_Prompt_
Report each line of the records that contains the word "then", copying those lines in full.

## start Records supplied

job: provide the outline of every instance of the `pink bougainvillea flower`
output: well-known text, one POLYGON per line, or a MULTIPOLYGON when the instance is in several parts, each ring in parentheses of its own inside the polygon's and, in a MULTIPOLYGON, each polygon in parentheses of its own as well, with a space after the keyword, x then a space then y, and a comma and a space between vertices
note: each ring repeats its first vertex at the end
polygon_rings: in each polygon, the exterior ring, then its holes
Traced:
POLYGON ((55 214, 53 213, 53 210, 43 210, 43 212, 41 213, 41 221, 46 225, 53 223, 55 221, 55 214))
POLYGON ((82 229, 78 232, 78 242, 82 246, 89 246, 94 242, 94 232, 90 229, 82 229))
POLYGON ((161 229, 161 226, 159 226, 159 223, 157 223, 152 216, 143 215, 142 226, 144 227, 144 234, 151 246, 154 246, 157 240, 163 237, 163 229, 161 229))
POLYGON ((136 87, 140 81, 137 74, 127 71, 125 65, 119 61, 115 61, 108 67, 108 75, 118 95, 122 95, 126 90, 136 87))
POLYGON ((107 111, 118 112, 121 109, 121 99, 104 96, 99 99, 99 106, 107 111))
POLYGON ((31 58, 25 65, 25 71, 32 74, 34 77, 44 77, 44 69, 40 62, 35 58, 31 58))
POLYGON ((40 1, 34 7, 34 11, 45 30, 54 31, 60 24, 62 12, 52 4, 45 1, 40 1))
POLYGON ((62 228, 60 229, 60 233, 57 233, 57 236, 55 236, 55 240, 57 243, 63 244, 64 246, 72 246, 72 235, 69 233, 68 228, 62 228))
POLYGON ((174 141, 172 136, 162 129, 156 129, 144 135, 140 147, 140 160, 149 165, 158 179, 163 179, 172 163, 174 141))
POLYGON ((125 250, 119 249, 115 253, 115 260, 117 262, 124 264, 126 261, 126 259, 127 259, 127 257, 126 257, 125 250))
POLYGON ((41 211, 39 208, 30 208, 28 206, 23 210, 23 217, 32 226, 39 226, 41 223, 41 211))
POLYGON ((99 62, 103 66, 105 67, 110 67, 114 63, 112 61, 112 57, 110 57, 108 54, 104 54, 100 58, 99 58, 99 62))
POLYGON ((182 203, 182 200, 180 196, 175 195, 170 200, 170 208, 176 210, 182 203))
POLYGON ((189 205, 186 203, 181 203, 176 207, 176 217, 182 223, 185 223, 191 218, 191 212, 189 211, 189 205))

## end Records supplied

_Solution_
output: well-known text, one POLYGON per line, or a MULTIPOLYGON when the instance is in several parts, each ring in parentheses of its own inside the polygon's and, in a MULTIPOLYGON, each polygon in parentheses of its own as well, with a space after the keyword, x then a space then y, and a comma and a space between vertices
polygon_rings: in each polygon, the exterior ring, then its holes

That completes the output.